### Page text
◇ ◇ ◇ ◇ ◇

Mychael: The general way that it works is that the composer often is brought in at the script phase, and the production will want to get your ideas of what you're thinking of, musically. Generally, at the same time that they're shooting the film, they're already editing it as well. Then the composer starts looking at footage pretty early on.

The musical process really runs parallel to the editing process, especially on bigger films, and certainly on The Nativity Story, because it was a pretty compact schedule. We literally wrapped shooting in early August, and the film is in theaters as of early December, so that's a very short [post-production] schedule. They started the real editing in early August and ran until the end of September, and that's exactly when I began recording -- the end of September. So I'm unable to wait until they're finished cutting the picture. I have to write as they're shaping the film.

It's a real challenge; it's kind of a moving target. A very dynamic situation where the composer is writing music for a film that's changing every day. You can write a piece of music for a scene that's a minute and a half long, and then the next day it's two minutes long, twenty seconds long, or it's gone, or it used to be at the beginning of the film and now it's at the end. All of those things happen. That's one of the greatest challenges of writing music for film. To add to all the other challenges, a film is very often a very unstable thing. You're just trying to get an idea of what the film is, and you've got to be writing music for it at the same time.

That was the case on Nativity, where there's something like eighty-five minutes of music in the final film.

And how long is the movie?

About... ninety minutes. (Laughs.)

(Laughs.)

You really have to start early for this kind of a film, because there's only so much you can write a day. Two or three minutes, I'd say you can write in a day, which is actually a lot. So it's certainly a challenging process. As far as my process itself, let's talk about Nativity. This film was largely an orchestral score, and what I do on those is mock-up what the final score is going to sound like with fake instruments with synthesizers on a computer. Obviously, I can't have an orchestra sitting in the next room, playing my sketches so I can hear what it's going to be like.

So we have an electronic version of an oboe, a clarinet, a string section. I write the piece for those fake instruments, and we watch it with the picture to get an idea of how it's working. It's enough to give the director a sense of what I'm trying to do. And then once it's all approved and we hit our deadline -- I won't say "when we're finished" because you're never finished, you just work until they pull a rug out from under your feet and it's time to record -- you print up all those parts, the players play them, you record it, and they bring it all to life.

It sounds really stressful.

Yes it is! (Laughs.) It's a very collaborative art. It's certainly something that a composer who is unwilling or unable to work with other opinions would never be able to succeed at. You need to [be able to] work with people with all different kinds of personalities. You'll have to work with people who may not know anything about music, but they're the filmmakers so you obviously have to be able to work with them, and understand what they're trying to create. To be honest with you, writing the music is often the easiest part of the process. And of course, when you go to school and study composition, they don't spend any time in the classes on how to deal with directors and heads of studios and whatnot.

◇ ◇ ◇ ◇ ◇

### Work to do
1. According to the interview, about how many minutes of music are in the final cut of The Nativity Story?
2. Output the passage of the interview that begins at the words "It's a real" and ends after the words "ninety minutes. (Laughs.)".

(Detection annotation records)
◇ ◇ ◇ ◇ ◇

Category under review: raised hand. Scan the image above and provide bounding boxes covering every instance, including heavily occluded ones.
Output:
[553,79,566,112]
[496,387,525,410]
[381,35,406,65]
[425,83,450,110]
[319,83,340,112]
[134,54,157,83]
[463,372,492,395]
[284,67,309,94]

◇ ◇ ◇ ◇ ◇

### Responses
1. Something like eighty-five minutes.

2.
It's a real challenge; it's kind of a moving target. A very dynamic situation where the composer is writing music for a film that's changing every day. You can write a piece of music for a scene that's a minute and a half long, and then the next day it's two minutes long, twenty seconds long, or it's gone, or it used to be at the beginning of the film and now it's at the end. All of those things happen. That's one of the greatest challenges of writing music for film. To add to all the other challenges, a film is very often a very unstable thing. You're just trying to get an idea of what the film is, and you've got to be writing music for it at the same time.

That was the case on Nativity, where there's something like eighty-five minutes of music in the final film.

And how long is the movie?

About... ninety minutes. (Laughs.)